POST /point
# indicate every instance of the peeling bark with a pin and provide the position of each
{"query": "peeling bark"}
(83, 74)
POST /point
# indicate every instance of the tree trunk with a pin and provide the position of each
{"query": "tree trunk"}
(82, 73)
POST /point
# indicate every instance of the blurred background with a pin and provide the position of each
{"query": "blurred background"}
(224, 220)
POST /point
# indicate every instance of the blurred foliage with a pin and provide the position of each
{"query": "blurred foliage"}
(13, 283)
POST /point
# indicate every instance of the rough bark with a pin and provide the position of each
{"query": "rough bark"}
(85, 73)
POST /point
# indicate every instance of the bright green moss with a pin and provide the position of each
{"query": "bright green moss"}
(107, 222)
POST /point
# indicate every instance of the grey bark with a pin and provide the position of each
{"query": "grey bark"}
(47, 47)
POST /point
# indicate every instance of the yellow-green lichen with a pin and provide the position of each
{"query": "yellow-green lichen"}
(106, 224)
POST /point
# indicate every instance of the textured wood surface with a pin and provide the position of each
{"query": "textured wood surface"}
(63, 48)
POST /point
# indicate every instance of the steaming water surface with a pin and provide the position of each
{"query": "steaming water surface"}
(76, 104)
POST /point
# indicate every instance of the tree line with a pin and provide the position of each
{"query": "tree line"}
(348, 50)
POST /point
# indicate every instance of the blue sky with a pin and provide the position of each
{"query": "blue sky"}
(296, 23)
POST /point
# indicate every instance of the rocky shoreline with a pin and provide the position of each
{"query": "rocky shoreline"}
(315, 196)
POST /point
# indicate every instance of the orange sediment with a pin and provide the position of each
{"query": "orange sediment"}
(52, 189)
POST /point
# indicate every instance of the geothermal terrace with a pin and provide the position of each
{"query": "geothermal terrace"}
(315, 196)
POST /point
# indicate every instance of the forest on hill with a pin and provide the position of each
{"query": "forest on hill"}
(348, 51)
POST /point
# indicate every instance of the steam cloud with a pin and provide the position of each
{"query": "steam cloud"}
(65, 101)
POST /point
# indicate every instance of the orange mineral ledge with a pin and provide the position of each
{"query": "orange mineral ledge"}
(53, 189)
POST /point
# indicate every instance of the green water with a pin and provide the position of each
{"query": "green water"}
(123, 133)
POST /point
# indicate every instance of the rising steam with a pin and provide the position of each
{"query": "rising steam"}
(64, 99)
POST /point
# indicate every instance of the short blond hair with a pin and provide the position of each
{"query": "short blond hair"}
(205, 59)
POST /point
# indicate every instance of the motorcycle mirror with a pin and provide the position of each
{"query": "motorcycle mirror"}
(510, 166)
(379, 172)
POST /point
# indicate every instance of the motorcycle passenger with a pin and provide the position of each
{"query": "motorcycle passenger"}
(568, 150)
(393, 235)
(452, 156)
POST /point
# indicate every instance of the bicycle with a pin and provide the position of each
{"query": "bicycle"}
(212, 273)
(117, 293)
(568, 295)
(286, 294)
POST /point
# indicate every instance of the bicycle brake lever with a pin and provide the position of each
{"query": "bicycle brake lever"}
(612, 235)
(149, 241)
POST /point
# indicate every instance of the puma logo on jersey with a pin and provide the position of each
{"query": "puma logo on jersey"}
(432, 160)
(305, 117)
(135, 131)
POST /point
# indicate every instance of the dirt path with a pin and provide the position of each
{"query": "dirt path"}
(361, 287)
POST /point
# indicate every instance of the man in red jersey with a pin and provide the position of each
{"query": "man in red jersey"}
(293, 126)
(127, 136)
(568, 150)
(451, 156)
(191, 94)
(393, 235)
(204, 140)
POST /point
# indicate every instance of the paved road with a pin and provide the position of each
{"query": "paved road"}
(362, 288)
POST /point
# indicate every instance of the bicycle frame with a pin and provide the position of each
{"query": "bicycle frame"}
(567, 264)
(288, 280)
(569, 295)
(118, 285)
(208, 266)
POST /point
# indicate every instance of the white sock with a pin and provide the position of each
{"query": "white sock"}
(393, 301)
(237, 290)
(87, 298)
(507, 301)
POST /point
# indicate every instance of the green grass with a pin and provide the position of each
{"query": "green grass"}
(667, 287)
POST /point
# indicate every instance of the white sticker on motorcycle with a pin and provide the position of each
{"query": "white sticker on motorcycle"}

------------

### EXERCISE INSTRUCTIONS
Return the lines above exactly, keeping every word.

### RESULT OF THE TASK
POST /point
# indicate every instance of the peeling bark with a pin and provide the position of each
{"query": "peeling bark"}
(83, 74)
POST /point
# indicate every instance of the tree trunk with a pin and provide the position of each
{"query": "tree trunk"}
(82, 73)
POST /point
# indicate every instance of the blurred background with a pin and provide the position of each
{"query": "blurred background"}
(224, 220)
POST /point
# indicate every instance of the blurred foliage with a pin and provide the position of each
{"query": "blurred foliage"}
(13, 283)
POST /point
# indicate every instance of the rough bark with a pin and provide the position of each
{"query": "rough bark"}
(85, 73)
POST /point
# indicate every instance of the bright green moss with a pin and provide the position of each
{"query": "bright green moss"}
(107, 222)
POST /point
# indicate every instance of the grey bark with a pin and provide the position of each
{"query": "grey bark"}
(47, 47)
POST /point
# indicate every instance of the yellow-green lichen with a pin and provide the position of each
{"query": "yellow-green lichen"}
(106, 224)
POST /point
# indicate every instance of the textured wood surface with a pin and provide the position of each
{"query": "textured wood surface"}
(63, 48)
POST /point
# indicate every instance of the steaming water surface with a pin and provide the position of each
{"query": "steaming water surface"}
(76, 104)
POST /point
# indicate every instance of the tree line with a pin and provide the position of each
{"query": "tree line"}
(348, 50)
POST /point
# indicate every instance of the blue sky with a pin and provide the position of each
{"query": "blue sky"}
(296, 23)
POST /point
# indicate every instance of the rocky shoreline with a pin and provide the position of each
{"query": "rocky shoreline"}
(315, 196)
POST /point
# indicate every instance of the orange sediment with a pin and provide the position of each
{"query": "orange sediment"}
(52, 189)
POST /point
# indicate every instance of the geothermal terrace with a pin and provide the position of each
{"query": "geothermal terrace"}
(315, 196)
POST /point
# indicate every instance of the forest on hill with a pin and provide the position of each
{"query": "forest on hill"}
(348, 51)
POST /point
# indicate every instance of the steam cloud with a pin and provide the position of each
{"query": "steam cloud"}
(65, 101)
POST /point
# indicate every instance of the orange mineral ledge with a pin and provide the position of each
{"query": "orange mineral ledge"}
(53, 189)
POST /point
# indicate every instance of the green water with a pin and provide the position of each
{"query": "green water"}
(123, 133)
POST /point
# indicate every instance of the rising steam with a pin and provide the position of each
{"query": "rising steam"}
(64, 99)
POST /point
# indicate every instance of the short blond hair with a pin and provide the position of each
{"query": "short blond hair"}
(205, 59)
POST /point
# indicate every instance of the motorcycle mirror with a pin and provide the position of each
{"query": "motorcycle mirror"}
(510, 166)
(379, 172)
POST /point
# indicate every instance of the motorcycle passenger with a pin and provide the position of each
{"query": "motorcycle passenger"}
(568, 150)
(393, 235)
(452, 156)
POST /point
# indicate every instance of the bicycle with a pin and provide the position of each
{"query": "bicycle"}
(212, 273)
(117, 293)
(568, 295)
(286, 294)
POST /point
# indicate every instance of the bicycle brake lever with a pin and provide the position of each
{"query": "bicycle brake lever"}
(612, 235)
(149, 241)
POST /point
# indicate every instance of the puma logo on jersey with a pin and provide the position of each
{"query": "puma logo on jersey"}
(432, 160)
(305, 117)
(135, 131)
POST /point
# indicate every instance of the dirt path with a pin and provide the position of each
{"query": "dirt path"}
(361, 287)
POST /point
# indicate every instance of the man in red jersey with a pin and provide the position of each
{"query": "man in red jersey"}
(293, 126)
(127, 136)
(568, 150)
(451, 156)
(191, 94)
(393, 235)
(204, 140)
POST /point
# indicate every instance of the paved road with a pin and provide the position of each
{"query": "paved road"}
(362, 288)
POST /point
# indicate every instance of the bicycle frame with a pin and provide the position of each
{"query": "bicycle frame"}
(567, 264)
(288, 280)
(569, 295)
(118, 285)
(208, 266)
POST /point
# indicate every instance of the white sock with a pin and provide the position of each
{"query": "white sock"}
(393, 301)
(237, 290)
(87, 298)
(507, 301)
POST /point
# indicate every instance of the green grass with a pin and provide the position of each
{"query": "green grass"}
(667, 287)
POST /point
# indicate every instance of the white sticker on motorcycle with a pin and provide the position of each
{"query": "white sticker on motorcycle"}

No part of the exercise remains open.